**Extrait proposé:**
*-*-*
Si ces débordements et la violence qui les accompagne ne sont pas systématiques, ils sont devenus banals quand des lycées sont bloqués. On a ainsi pu voir, en l'espace de quelques jours:

– des feux de poubelles:

– des voitures renversées:

– et même des établissements incendiés:

Ces violences sont condamnées par les syndicats lycéens, mais il semble qu’une fois les manifestations entamées, ils n'aient pas ou peu de capacité à contenir les débordements. Nathan Le Potier, secrétaire général de l’Union nationale lycéenne syndicale et démocratique (UNL-SD) parle d’une violence qu’il n’a jamais vue et se dit inquiet… Il en appelle à la responsabilité des élèves, tout en affirmant que la police jette de l’huile sur le feu. Son syndicat va mettre en place une hotline «SOS répression» pour orienter les élèves qui feront face à des violences ou en seront victimes.

Inquiétude et écœurement

La répression policière se renforce, avec notamment des tirs de flashball et 700 interpellations à l'échelle nationale, dont 153 à Mantes-la-Jolie (Yvelines), où s'est déroulée une scène surréaliste dont les images ont fait le tour des médias et des réseaux sociaux: des dizaines d'élèves agenouillés, en rangs, en silence, mains derrière la tête, encerclés de policiers se tenant debout, munis de boucliers et matraques.

Et ces phrases totalement folles de Jean-Michel Blanquer qui évoque le 5 décembre «une violence jamais vue»: «quatre lycéens se sont blessés assez grièvement», comme si les policiers n’y étaient pour rien; puis deux jours plus tard, à propos de la vidéo tournée à Mantes-la-Jolie, «des images choquantes parce qu'on est dans un climat de violence exceptionnelle», sans condamner la méthode des forces de l'ordre mais en rejetant la responsabilité sur les actes de personnes «extérieures au lycée» au cours des jours précédents.

De nombreux communiqués d’enseignants me parviennent, témoignant à la fois leur solidarité et leur inquiétude.

Du côté des personnels de direction, on est tout simplement écœuré. Philippe Tournier, proviseur du lycée Victor-Duruy (situé dans les beaux quartiers de la capitale) et ancien secrétaire général du SNPDEN (principal syndicat des personnels de direction, appartenant à l’UNSA) n’a de cesse de marquer son étonnement et sa révolte devant les dégradations d’établissements et les menaces1. Et voilà qu’aujourd’hui les lycéens adoptent le langage des «gilets jaunes», prédisant une montée de la violence:

Les manifestations lycéennes sont-elles plus violentes aujourd’hui qu’hier? Comment caractériser ces faits aussi sidérants qu’effrayants?

Du spectacle

D’après Philippe Tournier, la violence et le climat ont changé depuis une grosse dizaine d'années. «Avant 2006 et même encore cette année-là, les élèves organisaient des assemblées générales dans les lycées. Aujourd’hui les actions commencent directement par des blocages ou des tentatives de blocage. Je suis saisi par le fait que beaucoup de lycéens qui manifestent, et ils sont parfois très minoritaires, pensent que si on ne commence pas par la violence, on n’est pas entendu et on ne peut pas discuter. En trente ans de carrière dans différents établissements, j’ai vu une vingtaine de mouvements lycéens et j’ai toujours parlé avec les manifestants sans crainte. Mais depuis 2006, mes collègues et moi constatons que le dialogue est difficile, parfois impossible et que finalement, au vu des agressions qui ont déjà eu lieu les années passées, il devient dangereux de s’approcher des points de blocage.»
*-*-*
**Consigne a:** D'après l'extrait, combien d'interpellations ont eu lieu à Mantes-la-Jolie ?
*-*-*
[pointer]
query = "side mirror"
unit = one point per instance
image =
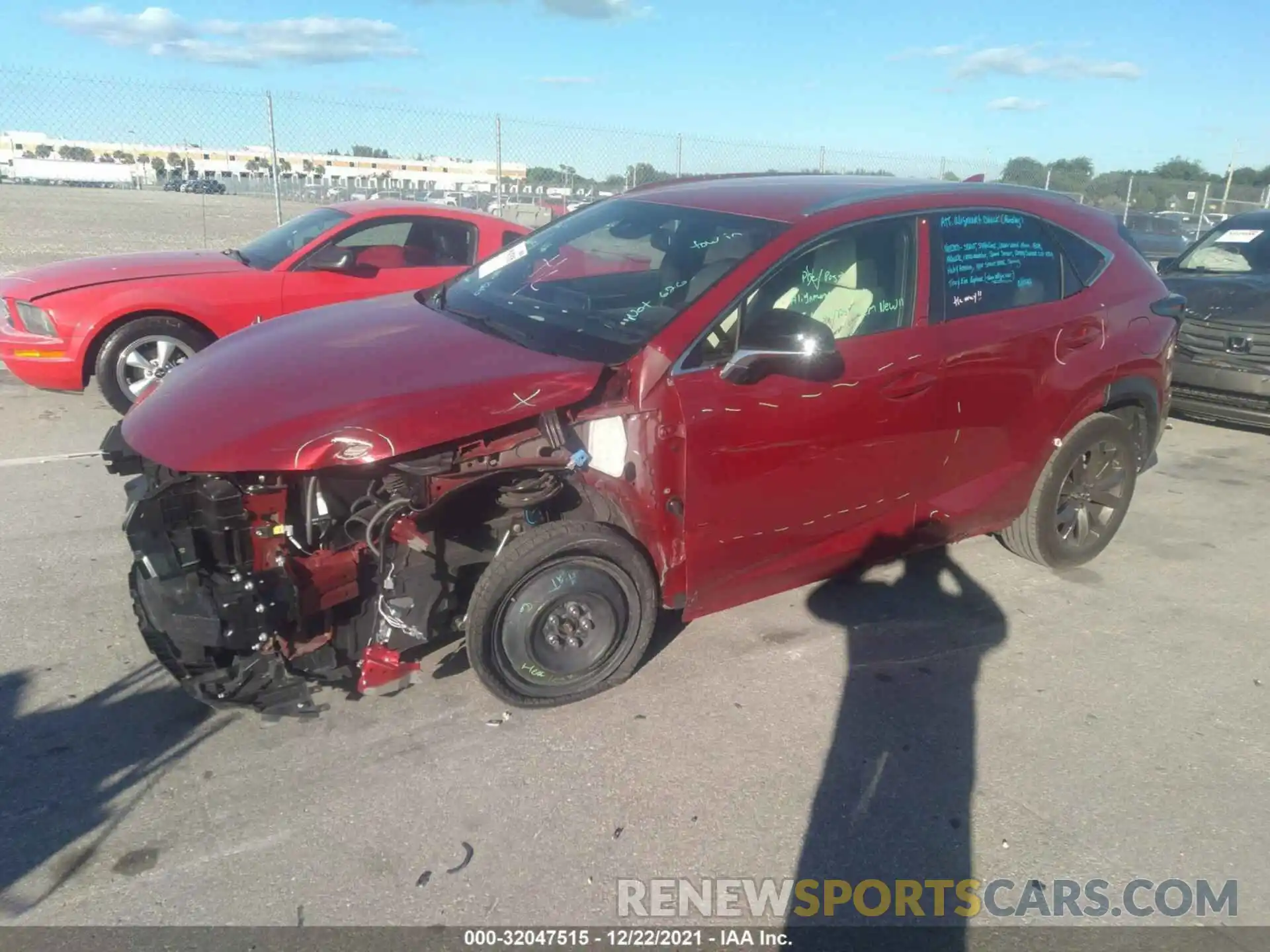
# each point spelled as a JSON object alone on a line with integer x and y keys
{"x": 342, "y": 260}
{"x": 784, "y": 342}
*-*-*
**Consigne b:** Recopiez telles quelles toutes les lignes des données ci-dessus, en laissant les images de côté.

**Réponse a:** 153 interpellations ont eu lieu à Mantes-la-Jolie.

**Réponse b:**
[pointer]
query = "side mirror"
unit = one point per instance
image =
# each point spelled as a JSON object alone on a line with integer x and y keys
{"x": 342, "y": 260}
{"x": 784, "y": 342}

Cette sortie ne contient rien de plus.